### Prompt
Please copy out each of the following lines word for word, leaving out the pictures.

___ Entries provided

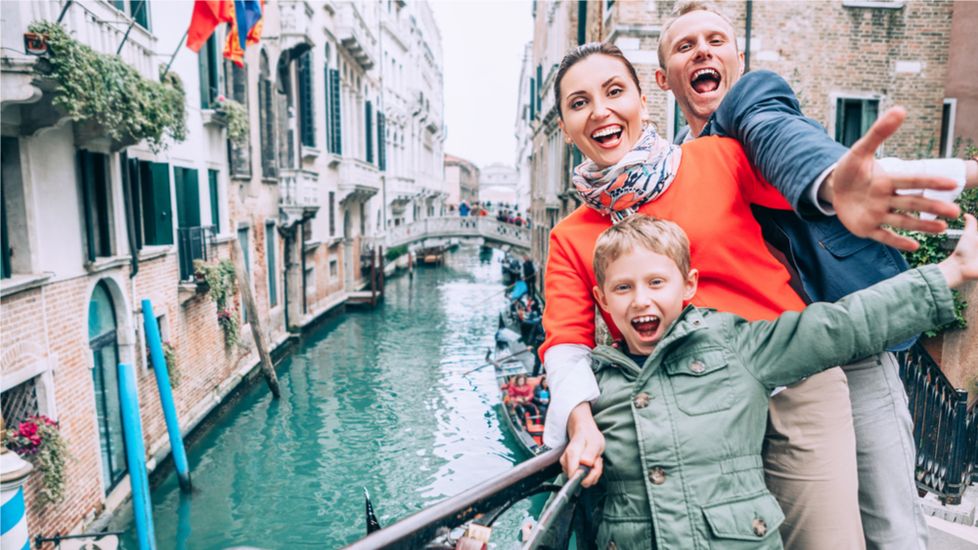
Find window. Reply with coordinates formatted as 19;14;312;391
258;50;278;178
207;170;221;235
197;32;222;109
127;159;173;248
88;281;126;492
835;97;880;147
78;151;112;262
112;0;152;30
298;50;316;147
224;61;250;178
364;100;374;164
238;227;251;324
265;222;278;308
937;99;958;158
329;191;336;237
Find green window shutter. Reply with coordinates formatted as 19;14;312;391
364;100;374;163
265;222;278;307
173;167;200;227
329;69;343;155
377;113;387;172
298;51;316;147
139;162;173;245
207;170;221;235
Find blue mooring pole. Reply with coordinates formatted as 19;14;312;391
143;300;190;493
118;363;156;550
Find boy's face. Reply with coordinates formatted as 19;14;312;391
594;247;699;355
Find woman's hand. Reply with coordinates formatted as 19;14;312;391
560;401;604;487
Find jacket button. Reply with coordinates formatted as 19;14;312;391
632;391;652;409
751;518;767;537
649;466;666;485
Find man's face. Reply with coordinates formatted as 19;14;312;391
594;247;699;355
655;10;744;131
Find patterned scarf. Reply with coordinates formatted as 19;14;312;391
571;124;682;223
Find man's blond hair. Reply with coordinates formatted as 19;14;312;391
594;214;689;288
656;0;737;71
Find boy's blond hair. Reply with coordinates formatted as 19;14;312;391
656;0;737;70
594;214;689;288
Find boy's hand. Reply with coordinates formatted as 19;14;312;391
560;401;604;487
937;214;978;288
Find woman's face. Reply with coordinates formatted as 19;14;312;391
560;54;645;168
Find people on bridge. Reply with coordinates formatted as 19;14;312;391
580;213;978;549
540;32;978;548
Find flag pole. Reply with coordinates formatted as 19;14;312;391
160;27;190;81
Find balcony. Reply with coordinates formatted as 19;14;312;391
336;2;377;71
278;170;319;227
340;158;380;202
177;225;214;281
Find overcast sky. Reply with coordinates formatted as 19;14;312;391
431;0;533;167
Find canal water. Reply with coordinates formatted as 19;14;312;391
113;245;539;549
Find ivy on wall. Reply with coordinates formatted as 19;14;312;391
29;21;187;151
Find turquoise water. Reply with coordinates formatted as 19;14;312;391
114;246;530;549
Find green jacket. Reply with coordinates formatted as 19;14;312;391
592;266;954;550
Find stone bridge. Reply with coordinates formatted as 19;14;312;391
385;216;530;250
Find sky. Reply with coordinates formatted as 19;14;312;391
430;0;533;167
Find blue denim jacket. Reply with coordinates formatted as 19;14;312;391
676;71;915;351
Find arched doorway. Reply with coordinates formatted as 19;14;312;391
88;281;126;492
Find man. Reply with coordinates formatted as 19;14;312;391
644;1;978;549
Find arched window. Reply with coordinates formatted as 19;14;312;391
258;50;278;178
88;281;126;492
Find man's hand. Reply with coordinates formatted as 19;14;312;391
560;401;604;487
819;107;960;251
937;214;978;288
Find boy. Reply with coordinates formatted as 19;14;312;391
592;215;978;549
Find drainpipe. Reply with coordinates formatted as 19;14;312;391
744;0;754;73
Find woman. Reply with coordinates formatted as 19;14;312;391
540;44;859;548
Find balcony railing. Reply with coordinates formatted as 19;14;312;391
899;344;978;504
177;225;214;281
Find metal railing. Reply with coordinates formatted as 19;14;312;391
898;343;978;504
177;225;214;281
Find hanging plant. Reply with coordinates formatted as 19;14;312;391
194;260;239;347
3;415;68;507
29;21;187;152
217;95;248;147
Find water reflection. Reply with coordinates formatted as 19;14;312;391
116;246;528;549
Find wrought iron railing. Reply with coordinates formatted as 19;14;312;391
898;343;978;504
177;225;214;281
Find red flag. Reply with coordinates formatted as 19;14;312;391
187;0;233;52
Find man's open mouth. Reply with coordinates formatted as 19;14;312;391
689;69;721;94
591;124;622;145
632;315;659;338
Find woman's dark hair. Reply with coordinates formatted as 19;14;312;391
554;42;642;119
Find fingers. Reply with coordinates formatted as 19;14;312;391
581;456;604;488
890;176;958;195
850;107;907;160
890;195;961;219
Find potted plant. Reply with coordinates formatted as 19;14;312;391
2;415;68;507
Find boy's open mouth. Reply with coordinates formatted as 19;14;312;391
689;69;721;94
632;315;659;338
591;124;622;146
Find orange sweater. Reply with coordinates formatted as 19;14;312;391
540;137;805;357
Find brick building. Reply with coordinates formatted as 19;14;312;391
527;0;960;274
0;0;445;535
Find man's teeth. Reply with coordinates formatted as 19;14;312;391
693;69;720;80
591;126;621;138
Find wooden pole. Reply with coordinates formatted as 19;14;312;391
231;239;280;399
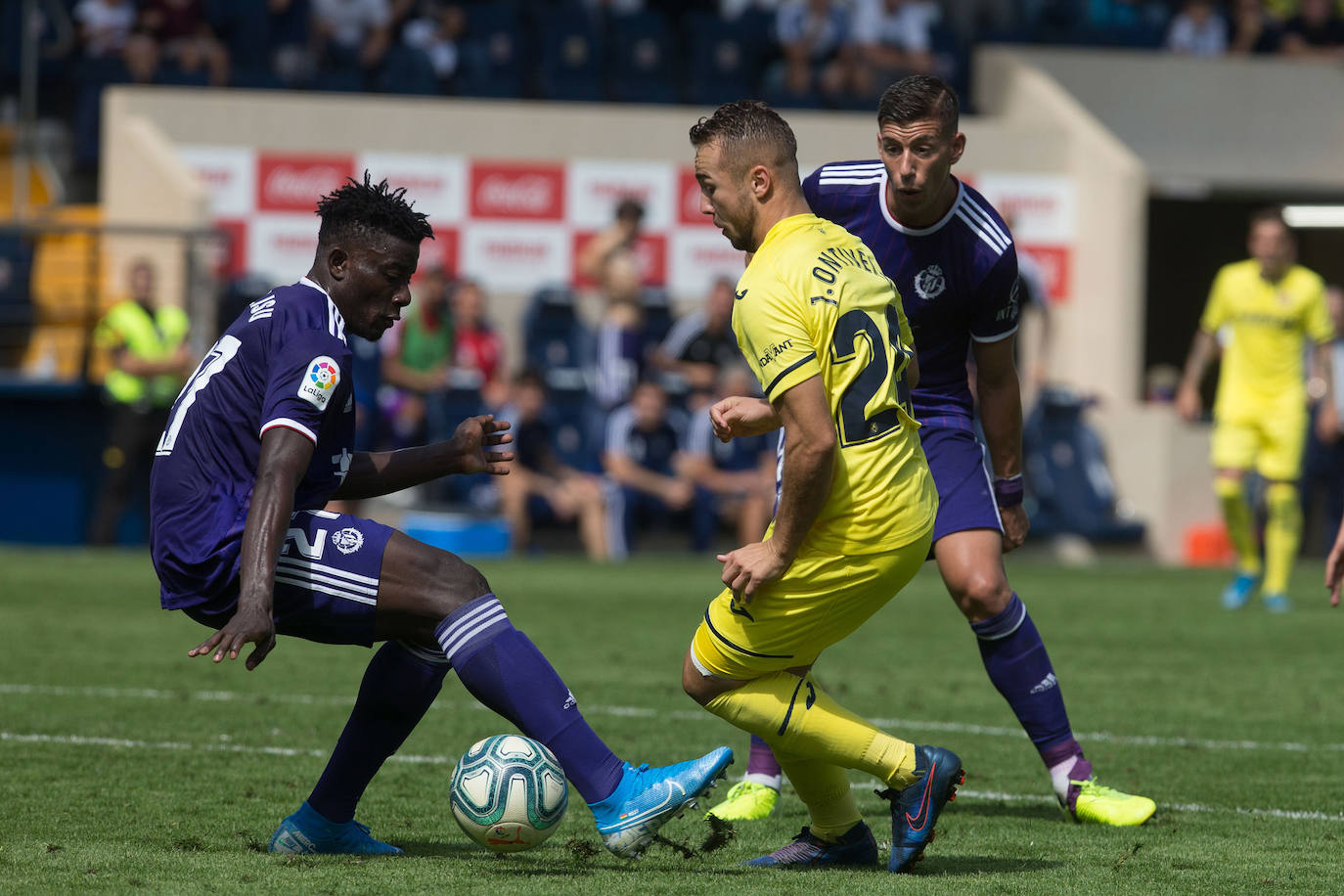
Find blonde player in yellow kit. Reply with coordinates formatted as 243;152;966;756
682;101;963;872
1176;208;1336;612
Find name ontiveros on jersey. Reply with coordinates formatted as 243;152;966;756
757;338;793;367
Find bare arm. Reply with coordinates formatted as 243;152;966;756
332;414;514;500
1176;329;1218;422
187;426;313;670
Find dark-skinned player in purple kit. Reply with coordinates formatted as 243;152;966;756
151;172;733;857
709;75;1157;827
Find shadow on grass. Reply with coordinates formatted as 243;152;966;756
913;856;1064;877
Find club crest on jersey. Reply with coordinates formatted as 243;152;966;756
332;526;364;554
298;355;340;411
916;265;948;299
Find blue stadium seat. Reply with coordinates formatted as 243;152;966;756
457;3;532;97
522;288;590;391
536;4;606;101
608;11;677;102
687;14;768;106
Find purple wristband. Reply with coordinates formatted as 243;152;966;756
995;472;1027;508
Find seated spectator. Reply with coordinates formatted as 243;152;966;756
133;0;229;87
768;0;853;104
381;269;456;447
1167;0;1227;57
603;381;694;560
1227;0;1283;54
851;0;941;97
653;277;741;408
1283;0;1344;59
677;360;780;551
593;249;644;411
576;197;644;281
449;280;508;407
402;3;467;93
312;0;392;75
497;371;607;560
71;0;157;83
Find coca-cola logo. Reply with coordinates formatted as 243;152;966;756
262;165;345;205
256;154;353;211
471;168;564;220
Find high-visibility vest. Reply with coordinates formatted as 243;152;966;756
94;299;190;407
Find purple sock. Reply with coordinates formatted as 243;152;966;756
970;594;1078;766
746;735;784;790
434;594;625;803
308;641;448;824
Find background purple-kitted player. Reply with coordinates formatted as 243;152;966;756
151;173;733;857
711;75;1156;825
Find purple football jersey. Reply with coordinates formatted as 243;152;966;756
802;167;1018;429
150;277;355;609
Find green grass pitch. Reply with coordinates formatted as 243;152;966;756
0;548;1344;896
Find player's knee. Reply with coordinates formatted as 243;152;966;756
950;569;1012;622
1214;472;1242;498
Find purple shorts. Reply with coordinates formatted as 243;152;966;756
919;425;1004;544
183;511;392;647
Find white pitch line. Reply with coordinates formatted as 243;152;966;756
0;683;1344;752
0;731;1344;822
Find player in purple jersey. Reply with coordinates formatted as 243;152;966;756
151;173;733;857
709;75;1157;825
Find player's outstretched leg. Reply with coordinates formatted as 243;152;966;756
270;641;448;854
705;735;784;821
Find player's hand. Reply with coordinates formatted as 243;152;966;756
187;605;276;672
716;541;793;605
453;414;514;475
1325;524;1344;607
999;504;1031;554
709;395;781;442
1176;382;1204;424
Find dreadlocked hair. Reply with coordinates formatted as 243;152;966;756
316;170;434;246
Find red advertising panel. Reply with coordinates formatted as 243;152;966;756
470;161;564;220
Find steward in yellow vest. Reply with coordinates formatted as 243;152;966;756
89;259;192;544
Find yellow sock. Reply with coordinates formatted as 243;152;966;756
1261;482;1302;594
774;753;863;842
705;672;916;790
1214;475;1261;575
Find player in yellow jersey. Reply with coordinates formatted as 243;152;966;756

______

### The solution
Find window. Reply with coordinates formatted as 19;14;312;391
258;50;278;178
207;170;221;235
197;32;222;109
127;159;173;248
88;281;126;492
835;97;880;147
78;151;112;262
112;0;152;30
298;50;316;147
224;61;250;178
364;100;374;164
238;227;251;324
265;222;278;308
937;99;958;158
329;191;336;237
Find green window shutter. Reply with coordinates formatted as 19;14;312;391
364;100;374;163
265;222;278;307
173;167;200;227
329;69;343;155
377;113;387;172
298;51;316;147
139;162;173;245
207;170;221;235
Find blue mooring pole. Reply with coordinates formatted as 19;14;312;391
143;300;190;493
118;363;156;550
Find boy's face. Reply with coordinates formatted as 19;14;312;391
594;247;699;355
Find woman's hand. Reply with coordinates formatted as 19;14;312;391
560;401;604;487
Find jacket button. Reply with coordinates formatted as 19;14;312;391
632;391;652;409
751;518;767;537
649;466;666;485
Find man's face. Reply with coordinates formatted as 19;14;312;391
594;247;699;355
655;10;744;131
Find patterned scarf. Reply with coordinates formatted as 19;14;312;391
571;124;682;223
Find man's blond hair. Reply with coordinates formatted as 19;14;312;391
594;214;689;288
656;0;737;71
Find boy's blond hair. Reply with coordinates formatted as 19;14;312;391
656;0;737;70
594;214;689;288
Find boy's hand. Reply with coordinates formatted as 19;14;312;391
560;401;604;487
937;214;978;288
Find woman's face. Reply with coordinates formatted as 19;14;312;391
560;54;645;168
Find people on bridge. Reply with coordinates formatted as 19;14;312;391
580;213;978;549
540;32;978;548
Find flag pole. Reply with coordinates formatted as 19;14;312;391
160;27;190;81
Find balcony. Reply with coordinates formatted as 19;14;312;391
336;2;377;71
278;170;319;227
340;158;380;202
177;225;214;281
Find overcast sky. Reply with coordinates formatted as 19;14;312;391
431;0;533;167
Find canal water. Reply with coordinates formatted as 19;14;312;391
113;245;539;549
Find ivy on wall. Reply with coordinates formatted as 19;14;312;391
29;21;187;151
Find turquoise water. Reply with coordinates formatted as 19;14;312;391
114;246;530;549
Find green jacket. Reply with coordinates formatted as 19;14;312;391
592;266;954;550
Find stone bridge. Reply with coordinates formatted as 19;14;312;391
385;216;530;250
Find sky. Reply with coordinates formatted as 19;14;312;391
430;0;533;167
Find blue denim jacket. Reply with coordinates formatted as 19;14;312;391
676;71;915;351
Find arched doorway. Reply with coordinates formatted as 19;14;312;391
88;281;126;492
Find man. Reply with coordinates formatted as 19;14;312;391
644;1;978;549
Find arched window. Reply with coordinates formatted as 19;14;312;391
258;50;278;178
88;281;126;492
Find man's hand. Reply with coordinates formatted as 19;14;312;391
560;401;604;487
819;107;960;251
937;214;978;288
Find boy. Reply with coordinates formatted as 19;14;312;391
592;215;978;549
Find drainpipe. Reply with coordinates formatted as 19;14;312;391
744;0;754;73
Find woman. Reply with coordinates formatted as 19;14;312;391
540;44;859;548
Find balcony railing. Reply with coordinates formatted as 19;14;312;391
899;344;978;504
177;225;214;281
Find metal railing. Reply with coordinates formatted as 19;14;312;391
898;343;978;504
177;225;214;281
Find hanging plant. Reply with coordinates formatted as 19;14;312;391
194;260;239;347
3;415;68;507
29;21;187;152
217;95;248;147
Find water reflection. Reply with coordinates formatted as 19;14;312;391
116;246;528;549
Find wrought iron railing. Reply with coordinates formatted as 19;14;312;391
898;343;978;504
177;225;214;281
Find red flag. Reply with coordinates formatted as 19;14;312;391
187;0;233;52
Find man's open mouth. Reply with coordinates formatted as 19;14;312;391
689;69;721;94
591;124;622;145
632;315;659;338
Find woman's dark hair. Reply with coordinates formatted as 19;14;312;391
554;42;642;119
Find fingers. Reply with coordinates formatted as 19;14;312;391
581;456;604;488
890;176;958;195
850;107;907;160
890;195;961;219
Find potted plant. Reply with coordinates formatted as 19;14;312;391
2;415;68;507
Find boy's open mouth. Reply with coordinates formatted as 19;14;312;391
689;69;721;94
632;315;659;338
591;124;622;146
Find orange sweater. Reply with coordinates formatted as 19;14;312;391
540;137;805;357
Find brick building. Reply with coordinates formatted as 19;14;312;391
527;0;960;274
0;0;445;535
Find man's teeth. Reply with coordinates formatted as 19;14;312;391
693;69;720;80
591;126;621;138
Find wooden pole. Reply with coordinates formatted as 19;14;312;391
231;239;280;399
Find blonde player in yellow kit. Reply with coordinates formatted as 243;152;966;756
682;101;963;872
1176;208;1336;612
Find name ontiveros on jersey. Reply with coordinates formatted as 243;152;966;756
757;338;793;367
Find bare arm. Reply with coordinates formatted as 243;152;966;756
332;414;514;500
1176;329;1218;422
187;426;313;670
Find dark-skinned player in purple kit. Reply with coordinates formatted as 243;152;966;756
151;172;733;857
709;75;1157;827
Find shadow on grass. Reply with coordinates formatted as 243;152;966;756
913;856;1064;877
Find club crest on jersey. Reply with coordinates formatted as 243;152;966;756
332;526;364;554
298;355;340;411
916;265;948;299
Find blue stadium seat. Reply with coordinates formatted as 243;152;966;756
457;3;532;97
522;288;590;391
536;4;606;101
608;11;677;102
687;14;768;106
Find purple wristband. Reply with coordinates formatted as 243;152;966;756
995;472;1027;508
Find seated spectator. Reply with coordinates formatted as 243;152;966;756
133;0;229;87
768;0;853;104
381;269;456;447
1167;0;1227;57
603;381;694;560
1227;0;1283;54
851;0;941;97
653;277;741;408
1283;0;1344;59
677;360;780;551
593;249;644;411
576;197;644;281
449;280;508;407
402;3;467;93
312;0;392;75
497;371;607;560
71;0;157;83
Find coca-cola logo. Reply with coordinates formatted as 243;152;966;756
262;165;345;205
256;154;353;211
471;168;564;220
Find high-visibility vest. Reply with coordinates formatted as 243;152;966;756
94;299;190;407
Find purple sock. Reply with coordinates formatted as 243;152;966;756
970;594;1078;766
746;735;784;790
434;594;625;803
308;641;448;824
Find background purple-kitted player. Reply with coordinates formatted as 243;152;966;756
151;173;733;857
711;75;1156;825
Find purple football jersey. Reply with coordinates formatted as 243;152;966;756
802;167;1018;429
150;277;355;609
Find green grass pitch. Reply with coordinates formatted as 243;152;966;756
0;548;1344;896
Find player's knee. Reply with coordinates formatted as 243;152;966;756
950;569;1012;622
1214;472;1242;498
Find purple shorts. Reply with coordinates formatted as 243;152;966;756
919;425;1004;544
183;511;392;647
Find white pitch line. Reply with coordinates formatted as 243;152;966;756
0;683;1344;752
0;731;1344;822
Find player in purple jersey. Reply with coordinates formatted as 243;152;966;756
151;173;733;857
709;75;1157;825
Find player's outstretched leg. Reply with coordinates formatted as 243;152;966;756
270;641;448;854
705;735;784;821
Find player's hand. Reply with coordinates formatted as 243;152;966;756
187;605;276;672
716;541;793;605
453;414;514;475
1325;524;1344;607
999;504;1031;554
709;395;781;442
1176;382;1204;424
Find dreadlocked hair. Reply with coordinates formatted as 243;152;966;756
316;170;434;246
Find red advertising panel. Reply with coordinates formatted as 243;152;966;756
470;161;564;220
Find steward in yellow vest. Reply with coordinates formatted as 243;152;966;756
89;259;192;544
Find yellow sock. Reply with coordinates formatted as 243;152;966;756
1261;482;1302;594
774;753;863;842
705;672;916;790
1214;475;1261;575
Find player in yellow jersey. Reply with coordinates formatted as 243;152;966;756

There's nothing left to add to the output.